··· Text to read ···
[RFC] I/O and Buffer Range

Dmitry Olshansky dmitry.olsh at gmail.com
Fri Jan 17 07:40:02 PST 2014


17-Jan-2014 18:52, Steven Schveighoffer пишет:
> On Fri, 17 Jan 2014 09:12:56 -0500, Dmitry Olshansky
> <dmitry.olsh at gmail.com> wrote:
>
>> 17-Jan-2014 18:03, Steven Schveighoffer пишет:
>>> On Fri, 17 Jan 2014 05:01:35 -0500, Dmitry Olshansky
>>> <dmitry.olsh at gmail.com> wrote:
>>>
>>>> BTW I haven't thought of writing into the buffer, but it works exactly
>>>> the same. It could be even read/write -"discarded" data is written to
>>>> underlying stream, freshly loaded is read from stream. Now in case of
>>>> input stream only writes are nop, for output-only reads are nops.
>>>>
>>>> With pinning it makes for cool multi-pass algorithms that actually
>>>> output stuff into the file.
>>>
>>> In my experience, the code/process for a write buffer is significantly
>>> different than the code for a read buffer. A read/write buffer is very
>>> difficult to make, because you either need 2 file pointers, or need to
>>> constantly seek the single file pointer to overwrite the existing data.
>>>
>>
>> Agreed, read/write buffer is a bad idea. As for write-only buffer
>> implemented in the same style as read-only, well I need to try it first.
···
- [Challenges]
• A. In the I/O and buffer range message, why does Steven Schveighoffer say a read/write buffer is very difficult to make?
• B. Proceed with the I/O and buffer range message, picking up right after its final sentence.
··· Stored rows ···
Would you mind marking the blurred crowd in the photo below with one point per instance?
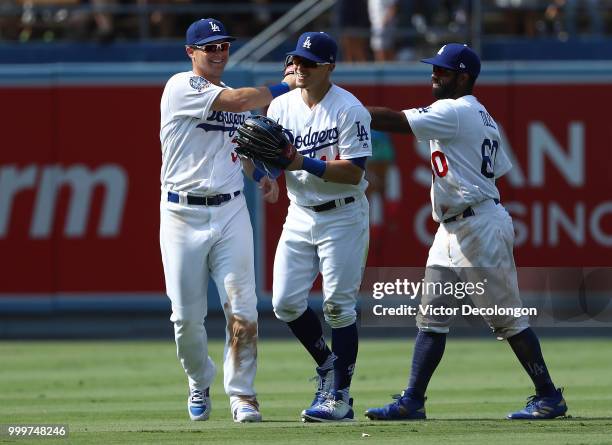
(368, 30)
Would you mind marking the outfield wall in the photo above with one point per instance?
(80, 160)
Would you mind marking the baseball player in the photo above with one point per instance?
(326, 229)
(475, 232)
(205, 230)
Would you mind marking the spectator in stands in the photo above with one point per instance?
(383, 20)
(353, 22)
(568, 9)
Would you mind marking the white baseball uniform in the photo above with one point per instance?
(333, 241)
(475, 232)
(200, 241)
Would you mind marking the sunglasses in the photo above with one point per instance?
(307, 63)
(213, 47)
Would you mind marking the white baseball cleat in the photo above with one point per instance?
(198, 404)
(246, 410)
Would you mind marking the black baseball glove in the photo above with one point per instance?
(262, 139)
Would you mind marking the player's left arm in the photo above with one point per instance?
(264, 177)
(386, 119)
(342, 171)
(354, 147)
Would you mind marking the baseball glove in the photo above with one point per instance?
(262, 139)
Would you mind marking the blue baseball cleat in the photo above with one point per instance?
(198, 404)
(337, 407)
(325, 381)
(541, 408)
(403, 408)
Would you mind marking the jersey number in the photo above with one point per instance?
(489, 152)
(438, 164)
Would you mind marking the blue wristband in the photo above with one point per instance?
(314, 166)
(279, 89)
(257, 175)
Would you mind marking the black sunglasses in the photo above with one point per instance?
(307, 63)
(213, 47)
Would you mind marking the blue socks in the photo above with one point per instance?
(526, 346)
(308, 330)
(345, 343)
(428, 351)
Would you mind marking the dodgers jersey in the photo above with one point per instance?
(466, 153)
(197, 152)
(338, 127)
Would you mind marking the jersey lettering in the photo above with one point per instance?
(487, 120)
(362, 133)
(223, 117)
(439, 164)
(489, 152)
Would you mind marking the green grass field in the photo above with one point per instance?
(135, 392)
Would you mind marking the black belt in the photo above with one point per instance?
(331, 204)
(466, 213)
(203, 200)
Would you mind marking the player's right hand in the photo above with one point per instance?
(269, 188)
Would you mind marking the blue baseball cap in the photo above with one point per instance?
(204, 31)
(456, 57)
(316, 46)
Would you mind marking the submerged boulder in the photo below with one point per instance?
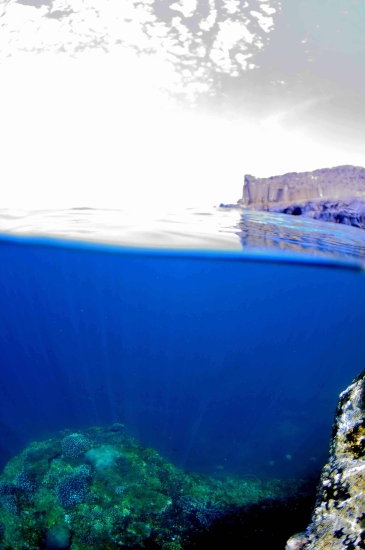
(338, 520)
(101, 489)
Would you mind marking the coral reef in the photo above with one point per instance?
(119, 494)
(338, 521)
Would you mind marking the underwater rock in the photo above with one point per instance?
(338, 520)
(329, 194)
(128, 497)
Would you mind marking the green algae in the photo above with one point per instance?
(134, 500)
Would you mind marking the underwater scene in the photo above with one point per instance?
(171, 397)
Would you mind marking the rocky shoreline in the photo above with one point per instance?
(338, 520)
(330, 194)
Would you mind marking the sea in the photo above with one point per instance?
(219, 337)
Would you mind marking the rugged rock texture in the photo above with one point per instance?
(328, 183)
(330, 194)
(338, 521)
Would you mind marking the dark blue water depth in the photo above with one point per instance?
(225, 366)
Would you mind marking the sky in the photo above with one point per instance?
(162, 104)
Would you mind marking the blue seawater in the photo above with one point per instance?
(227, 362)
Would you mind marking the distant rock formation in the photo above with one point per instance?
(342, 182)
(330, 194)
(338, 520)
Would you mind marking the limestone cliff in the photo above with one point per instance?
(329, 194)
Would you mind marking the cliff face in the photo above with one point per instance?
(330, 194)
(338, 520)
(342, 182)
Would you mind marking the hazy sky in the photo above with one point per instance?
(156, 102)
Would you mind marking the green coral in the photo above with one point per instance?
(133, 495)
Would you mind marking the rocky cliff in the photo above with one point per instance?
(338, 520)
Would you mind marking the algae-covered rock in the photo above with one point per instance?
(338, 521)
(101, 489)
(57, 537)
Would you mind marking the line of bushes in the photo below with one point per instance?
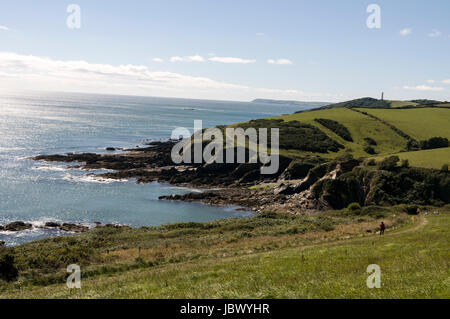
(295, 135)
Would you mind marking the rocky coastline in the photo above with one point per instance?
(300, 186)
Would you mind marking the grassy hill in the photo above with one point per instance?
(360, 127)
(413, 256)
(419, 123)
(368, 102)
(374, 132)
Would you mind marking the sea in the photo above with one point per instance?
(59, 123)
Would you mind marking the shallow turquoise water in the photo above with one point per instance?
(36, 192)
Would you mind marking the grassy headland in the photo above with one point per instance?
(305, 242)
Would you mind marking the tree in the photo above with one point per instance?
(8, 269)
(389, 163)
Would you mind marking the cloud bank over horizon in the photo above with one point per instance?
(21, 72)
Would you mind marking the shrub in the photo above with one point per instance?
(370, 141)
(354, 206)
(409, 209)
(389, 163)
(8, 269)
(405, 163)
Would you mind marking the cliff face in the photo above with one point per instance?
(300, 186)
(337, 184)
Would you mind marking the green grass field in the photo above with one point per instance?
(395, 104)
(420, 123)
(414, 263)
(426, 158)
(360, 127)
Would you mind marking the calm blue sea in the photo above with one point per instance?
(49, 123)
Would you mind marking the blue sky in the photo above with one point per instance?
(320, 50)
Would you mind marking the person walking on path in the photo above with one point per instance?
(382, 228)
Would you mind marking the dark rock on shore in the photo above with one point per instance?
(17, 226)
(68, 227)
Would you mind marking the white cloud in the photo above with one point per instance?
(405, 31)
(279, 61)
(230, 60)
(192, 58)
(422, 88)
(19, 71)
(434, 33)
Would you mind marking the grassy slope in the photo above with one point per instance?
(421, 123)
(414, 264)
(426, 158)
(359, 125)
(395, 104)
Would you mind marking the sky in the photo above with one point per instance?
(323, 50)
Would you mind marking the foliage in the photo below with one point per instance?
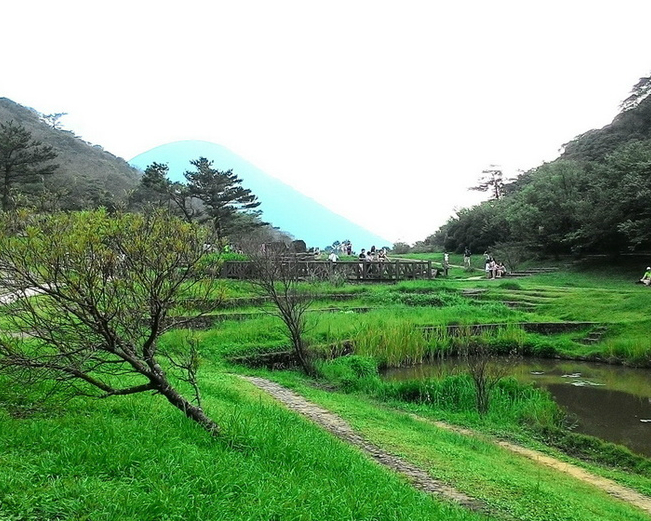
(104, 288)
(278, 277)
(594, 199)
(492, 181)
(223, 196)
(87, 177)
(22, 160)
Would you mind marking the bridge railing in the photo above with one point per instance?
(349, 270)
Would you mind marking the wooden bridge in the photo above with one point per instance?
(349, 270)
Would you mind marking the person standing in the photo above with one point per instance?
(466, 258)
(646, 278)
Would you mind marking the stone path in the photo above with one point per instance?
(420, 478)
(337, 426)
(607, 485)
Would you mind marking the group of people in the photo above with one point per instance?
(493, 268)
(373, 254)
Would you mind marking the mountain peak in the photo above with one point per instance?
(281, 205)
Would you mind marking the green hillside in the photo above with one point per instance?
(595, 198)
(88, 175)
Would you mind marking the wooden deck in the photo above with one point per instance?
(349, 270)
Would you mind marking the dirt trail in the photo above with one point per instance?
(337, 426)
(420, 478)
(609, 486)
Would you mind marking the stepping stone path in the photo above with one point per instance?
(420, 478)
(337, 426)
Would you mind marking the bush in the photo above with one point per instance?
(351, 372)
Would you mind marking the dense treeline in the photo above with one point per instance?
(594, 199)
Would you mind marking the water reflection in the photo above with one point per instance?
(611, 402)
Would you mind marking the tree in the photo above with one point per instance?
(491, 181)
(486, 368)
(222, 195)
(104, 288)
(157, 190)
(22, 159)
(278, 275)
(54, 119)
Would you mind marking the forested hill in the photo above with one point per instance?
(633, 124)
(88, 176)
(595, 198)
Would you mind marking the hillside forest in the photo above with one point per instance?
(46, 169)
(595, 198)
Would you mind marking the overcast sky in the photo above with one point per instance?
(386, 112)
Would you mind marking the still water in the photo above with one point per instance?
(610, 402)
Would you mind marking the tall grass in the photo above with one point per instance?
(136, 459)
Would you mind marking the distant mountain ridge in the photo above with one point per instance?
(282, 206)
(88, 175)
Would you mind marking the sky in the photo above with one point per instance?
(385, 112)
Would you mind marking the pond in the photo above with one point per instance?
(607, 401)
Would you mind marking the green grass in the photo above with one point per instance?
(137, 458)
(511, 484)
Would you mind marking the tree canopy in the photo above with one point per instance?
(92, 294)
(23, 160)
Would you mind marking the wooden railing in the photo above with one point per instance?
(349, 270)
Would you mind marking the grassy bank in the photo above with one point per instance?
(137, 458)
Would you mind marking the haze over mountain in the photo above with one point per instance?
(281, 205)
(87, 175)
···
··· Stored rows ···
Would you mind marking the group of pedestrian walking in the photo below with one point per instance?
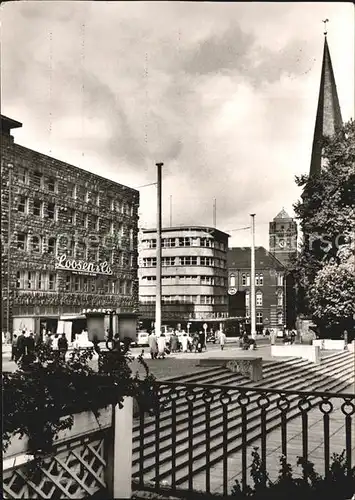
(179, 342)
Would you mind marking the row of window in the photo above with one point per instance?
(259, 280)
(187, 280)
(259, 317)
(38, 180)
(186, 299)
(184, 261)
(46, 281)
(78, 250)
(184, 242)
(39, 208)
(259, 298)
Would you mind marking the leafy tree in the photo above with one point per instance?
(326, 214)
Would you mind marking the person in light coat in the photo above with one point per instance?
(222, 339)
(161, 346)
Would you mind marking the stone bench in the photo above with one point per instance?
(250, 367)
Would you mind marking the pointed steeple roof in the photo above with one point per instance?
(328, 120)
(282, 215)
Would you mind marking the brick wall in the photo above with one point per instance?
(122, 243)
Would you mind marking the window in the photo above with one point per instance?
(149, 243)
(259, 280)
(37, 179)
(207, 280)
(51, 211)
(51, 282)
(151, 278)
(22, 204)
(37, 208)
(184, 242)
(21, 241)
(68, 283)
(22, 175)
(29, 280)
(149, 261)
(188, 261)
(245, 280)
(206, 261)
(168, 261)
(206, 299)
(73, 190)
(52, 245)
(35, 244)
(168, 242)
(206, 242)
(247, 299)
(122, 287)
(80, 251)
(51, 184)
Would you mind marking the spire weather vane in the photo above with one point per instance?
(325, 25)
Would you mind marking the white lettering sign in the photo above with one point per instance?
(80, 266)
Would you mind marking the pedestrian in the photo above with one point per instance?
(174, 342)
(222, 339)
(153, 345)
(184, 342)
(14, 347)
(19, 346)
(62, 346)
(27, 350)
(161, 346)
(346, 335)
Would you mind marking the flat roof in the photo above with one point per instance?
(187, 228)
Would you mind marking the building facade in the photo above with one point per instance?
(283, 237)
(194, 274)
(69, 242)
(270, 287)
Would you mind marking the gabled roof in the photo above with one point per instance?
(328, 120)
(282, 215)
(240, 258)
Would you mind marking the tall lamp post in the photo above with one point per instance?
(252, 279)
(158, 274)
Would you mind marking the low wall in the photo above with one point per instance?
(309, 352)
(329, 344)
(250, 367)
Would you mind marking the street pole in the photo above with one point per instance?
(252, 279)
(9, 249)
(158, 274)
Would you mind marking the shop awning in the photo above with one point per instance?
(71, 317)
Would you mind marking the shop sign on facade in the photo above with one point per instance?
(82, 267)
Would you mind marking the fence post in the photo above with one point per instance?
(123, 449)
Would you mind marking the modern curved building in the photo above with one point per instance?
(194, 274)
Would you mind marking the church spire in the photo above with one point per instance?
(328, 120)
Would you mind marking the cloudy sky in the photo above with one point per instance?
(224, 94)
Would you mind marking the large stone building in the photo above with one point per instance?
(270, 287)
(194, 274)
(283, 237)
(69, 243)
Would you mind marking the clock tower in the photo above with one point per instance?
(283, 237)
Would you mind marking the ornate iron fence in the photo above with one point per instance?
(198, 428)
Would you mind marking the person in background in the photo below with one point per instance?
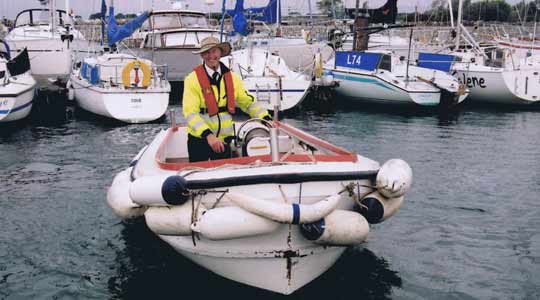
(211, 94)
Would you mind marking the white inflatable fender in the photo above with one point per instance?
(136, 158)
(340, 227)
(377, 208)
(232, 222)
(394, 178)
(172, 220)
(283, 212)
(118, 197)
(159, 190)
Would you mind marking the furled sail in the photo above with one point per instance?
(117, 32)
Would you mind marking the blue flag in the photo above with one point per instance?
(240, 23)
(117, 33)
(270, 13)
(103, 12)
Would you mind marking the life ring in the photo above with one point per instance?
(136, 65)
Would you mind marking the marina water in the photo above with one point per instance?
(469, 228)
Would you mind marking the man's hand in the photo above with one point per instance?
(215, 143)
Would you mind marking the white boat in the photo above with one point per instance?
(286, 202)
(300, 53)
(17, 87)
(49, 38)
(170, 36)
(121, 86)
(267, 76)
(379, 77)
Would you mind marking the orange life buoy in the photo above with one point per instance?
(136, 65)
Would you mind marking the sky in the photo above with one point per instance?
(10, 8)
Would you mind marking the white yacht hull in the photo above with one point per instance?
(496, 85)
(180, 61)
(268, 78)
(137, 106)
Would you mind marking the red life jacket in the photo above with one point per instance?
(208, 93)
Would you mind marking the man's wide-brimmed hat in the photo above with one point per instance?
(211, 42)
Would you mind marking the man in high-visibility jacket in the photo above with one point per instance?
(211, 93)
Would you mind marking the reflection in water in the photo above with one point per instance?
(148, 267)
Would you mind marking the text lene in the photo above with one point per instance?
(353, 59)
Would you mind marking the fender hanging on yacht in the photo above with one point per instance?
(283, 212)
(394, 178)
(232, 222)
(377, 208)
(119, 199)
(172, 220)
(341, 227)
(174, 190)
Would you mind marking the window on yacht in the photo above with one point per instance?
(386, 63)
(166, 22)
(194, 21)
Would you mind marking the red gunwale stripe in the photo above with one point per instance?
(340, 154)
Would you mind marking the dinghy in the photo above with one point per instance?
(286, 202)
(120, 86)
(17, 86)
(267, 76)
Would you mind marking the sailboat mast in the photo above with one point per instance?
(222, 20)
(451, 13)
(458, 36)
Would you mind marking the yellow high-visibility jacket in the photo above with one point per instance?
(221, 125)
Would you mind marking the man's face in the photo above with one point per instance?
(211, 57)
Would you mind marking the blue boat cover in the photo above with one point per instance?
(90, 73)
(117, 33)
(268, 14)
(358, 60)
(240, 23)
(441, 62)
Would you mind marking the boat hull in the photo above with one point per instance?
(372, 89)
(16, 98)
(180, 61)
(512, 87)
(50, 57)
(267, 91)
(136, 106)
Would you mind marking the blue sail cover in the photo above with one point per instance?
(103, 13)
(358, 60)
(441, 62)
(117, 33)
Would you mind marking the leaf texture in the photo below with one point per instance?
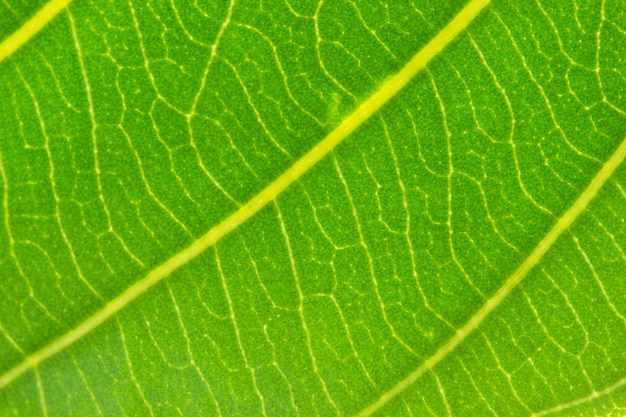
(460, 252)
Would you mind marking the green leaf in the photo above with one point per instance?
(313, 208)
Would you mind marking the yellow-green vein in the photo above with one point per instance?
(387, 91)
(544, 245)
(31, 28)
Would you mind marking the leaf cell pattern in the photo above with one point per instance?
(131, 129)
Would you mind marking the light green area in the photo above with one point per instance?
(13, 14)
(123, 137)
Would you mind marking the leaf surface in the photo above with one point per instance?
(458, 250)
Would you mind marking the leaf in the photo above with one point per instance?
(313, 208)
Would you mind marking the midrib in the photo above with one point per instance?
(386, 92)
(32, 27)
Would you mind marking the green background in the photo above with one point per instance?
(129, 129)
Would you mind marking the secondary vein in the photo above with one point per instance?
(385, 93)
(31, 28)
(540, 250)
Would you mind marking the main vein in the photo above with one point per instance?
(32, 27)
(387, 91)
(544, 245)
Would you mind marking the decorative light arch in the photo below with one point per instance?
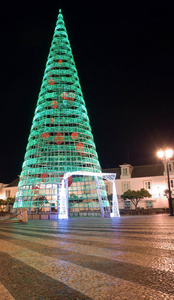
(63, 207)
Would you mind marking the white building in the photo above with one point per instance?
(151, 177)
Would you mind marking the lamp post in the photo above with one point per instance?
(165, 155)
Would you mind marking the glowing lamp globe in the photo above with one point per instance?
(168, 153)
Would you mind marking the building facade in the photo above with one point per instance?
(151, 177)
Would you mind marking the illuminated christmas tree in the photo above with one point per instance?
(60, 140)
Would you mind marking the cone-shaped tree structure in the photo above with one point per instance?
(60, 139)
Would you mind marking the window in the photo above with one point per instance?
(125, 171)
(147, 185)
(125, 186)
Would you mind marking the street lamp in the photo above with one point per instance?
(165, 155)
···
- [Per-task outputs]
• A. You either need two file pointers or must constantly seek the single file pointer to overwrite the existing data.

• B.
>>
>
> Keep in mind that a read/write buffered stream *should* exist. It's just
> that you need to switch how you use the buffer.

I'm doubting that actually. Just use the freaking MM-file directly you'd 
better off efficiency wise. And there would be no need to switch back 
and forth. Modern OS use paging subsystem for files anyway (unless 
opened with O_DIRECT or similar).

> I think in my code, what I do is if someone wants to read, and is
> currently writing (on a read/write stream), I flush the buffer, then
> switch it to be in read mode, and then seek to the appropriate place, to
> fill the buffer.
>
> When switching from read to write, it's much easier, since the buffer
> starts out empty.
>
> So I think a buffer type that can be used for read *OR* write is good,
> just not simultaneously.

See above. I don't think there is a need for these paces with flushing 
stuff. And if it comes to pipes and sockets then just having 2 buffers 
fits the bill better.

> However, simultaneous read/write is probably something that could be
> useful for a niche use case (e.g. some transformative process), as long
> as you don't mind having 2 file descriptors open :)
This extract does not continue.